| EXERCICE ÉCRIT 1 |
Convertissez en tableau Markdown à deux colonnes, « N° » et « Ligne », les lignes des enregistrements comprises entre celle qui contient « Per the spec, this vision system identifies the highway » et la fin des enregistrements, bornes incluses, en laissant de côté les lignes vides.

La tradition de la bûche de Noël, par Frédéric Mistral
Dans 21 jours, c'est Noël !
Hâte de retrouver le Vieux Bonhomme ?...
Penchons-nous à nouveau sur ces festivités, bien particulières cette année. Mais difficile d'imaginer le repas de Noël sans son dessert, la bûche.
A l'origine, ce n'était bien sûr ni un gatêau ni une glace.
Mistral, le Provençal, le félibre, l'ami de Daudet, raconte les fêtes de Noël et ses traditions dans Mes origines, Mémoires et récits parus en 1906 (en Provençal et en Français !). En Provence, Noël était nommée Calèndo parce que les Calendes de janvier, fête païenne, avait été "récupérée" par les Chrétiens et finalement confondue avec la Nativité du Christ. Quant à la bûche de Noël, on la désignait par le teme de Cacho-fiò (mettre le feu) ; c'était une grosse bûche d'arbre fruitier qu'on mettait au feu en grande cérémonie, le soir de Noël.

| EXERCICE ÉCRIT 2 |
Recopiez le passage du texte à lire compris entre « La tradition de » et « ni une glace. », bornes incluses, en renommant « Noël » en « Calèndo ».

(Annotations de zones d'image)
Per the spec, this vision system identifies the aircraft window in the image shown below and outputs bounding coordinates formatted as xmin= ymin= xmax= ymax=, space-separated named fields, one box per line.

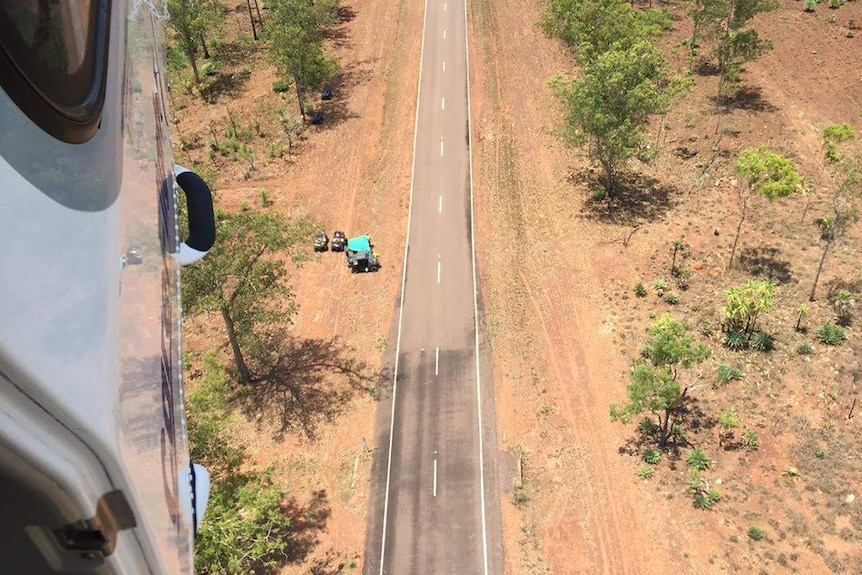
xmin=0 ymin=0 xmax=108 ymax=142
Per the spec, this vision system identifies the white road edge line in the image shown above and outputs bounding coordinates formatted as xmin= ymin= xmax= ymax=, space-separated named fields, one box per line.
xmin=464 ymin=0 xmax=488 ymax=575
xmin=380 ymin=0 xmax=432 ymax=575
xmin=433 ymin=451 xmax=437 ymax=497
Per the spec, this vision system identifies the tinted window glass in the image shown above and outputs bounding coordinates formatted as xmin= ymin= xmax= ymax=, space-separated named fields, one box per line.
xmin=0 ymin=0 xmax=108 ymax=140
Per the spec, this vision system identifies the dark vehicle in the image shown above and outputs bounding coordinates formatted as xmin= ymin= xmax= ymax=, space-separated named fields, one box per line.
xmin=314 ymin=230 xmax=329 ymax=252
xmin=330 ymin=230 xmax=347 ymax=252
xmin=345 ymin=235 xmax=380 ymax=274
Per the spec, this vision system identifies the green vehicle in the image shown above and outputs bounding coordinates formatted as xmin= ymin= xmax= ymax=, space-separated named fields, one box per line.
xmin=344 ymin=235 xmax=380 ymax=273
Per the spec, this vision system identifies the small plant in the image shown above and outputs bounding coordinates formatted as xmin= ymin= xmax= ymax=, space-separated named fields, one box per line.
xmin=796 ymin=303 xmax=808 ymax=333
xmin=739 ymin=430 xmax=760 ymax=451
xmin=201 ymin=60 xmax=220 ymax=76
xmin=832 ymin=290 xmax=856 ymax=326
xmin=796 ymin=341 xmax=814 ymax=355
xmin=721 ymin=330 xmax=748 ymax=351
xmin=260 ymin=188 xmax=272 ymax=208
xmin=685 ymin=447 xmax=712 ymax=471
xmin=694 ymin=489 xmax=721 ymax=510
xmin=638 ymin=417 xmax=661 ymax=436
xmin=661 ymin=292 xmax=679 ymax=305
xmin=751 ymin=331 xmax=775 ymax=351
xmin=644 ymin=447 xmax=661 ymax=465
xmin=817 ymin=323 xmax=847 ymax=345
xmin=638 ymin=465 xmax=654 ymax=481
xmin=670 ymin=266 xmax=691 ymax=290
xmin=716 ymin=363 xmax=742 ymax=383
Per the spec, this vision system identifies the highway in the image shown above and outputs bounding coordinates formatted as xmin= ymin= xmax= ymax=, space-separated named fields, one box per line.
xmin=364 ymin=0 xmax=502 ymax=575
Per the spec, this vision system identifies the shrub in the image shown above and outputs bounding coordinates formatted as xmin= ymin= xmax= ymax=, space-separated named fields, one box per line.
xmin=817 ymin=323 xmax=847 ymax=345
xmin=748 ymin=525 xmax=763 ymax=541
xmin=638 ymin=465 xmax=653 ymax=479
xmin=685 ymin=448 xmax=712 ymax=471
xmin=638 ymin=417 xmax=660 ymax=435
xmin=739 ymin=430 xmax=760 ymax=451
xmin=201 ymin=60 xmax=220 ymax=76
xmin=751 ymin=331 xmax=775 ymax=351
xmin=721 ymin=330 xmax=748 ymax=351
xmin=796 ymin=341 xmax=814 ymax=355
xmin=717 ymin=363 xmax=742 ymax=383
xmin=644 ymin=447 xmax=661 ymax=465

| CORRIGÉ 1 |
| N° | Ligne |
|---|---|
| 1 | Per the spec, this vision system identifies the highway in the image shown above and outputs bounding coordinates formatted as xmin= ymin= xmax= ymax=, space-separated named fields, one box per line. |
| 2 | xmin=364 ymin=0 xmax=502 ymax=575 |
| 3 | Per the spec, this vision system identifies the shrub in the image shown above and outputs bounding coordinates formatted as xmin= ymin= xmax= ymax=, space-separated named fields, one box per line. |
| 4 | xmin=817 ymin=323 xmax=847 ymax=345 |
| 5 | xmin=748 ymin=525 xmax=763 ymax=541 |
| 6 | xmin=638 ymin=465 xmax=653 ymax=479 |
| 7 | xmin=685 ymin=448 xmax=712 ymax=471 |
| 8 | xmin=638 ymin=417 xmax=660 ymax=435 |
| 9 | xmin=739 ymin=430 xmax=760 ymax=451 |
| 10 | xmin=201 ymin=60 xmax=220 ymax=76 |
| 11 | xmin=751 ymin=331 xmax=775 ymax=351 |
| 12 | xmin=721 ymin=330 xmax=748 ymax=351 |
| 13 | xmin=796 ymin=341 xmax=814 ymax=355 |
| 14 | xmin=717 ymin=363 xmax=742 ymax=383 |
| 15 | xmin=644 ymin=447 xmax=661 ymax=465 |

| CORRIGÉ 2 |
La tradition de la bûche de Calèndo, par Frédéric Mistral
Dans 21 jours, c'est Calèndo !
Hâte de retrouver le Vieux Bonhomme ?...
Penchons-nous à nouveau sur ces festivités, bien particulières cette année. Mais difficile d'imaginer le repas de Calèndo sans son dessert, la bûche.
A l'origine, ce n'était bien sûr ni un gatêau ni une glace.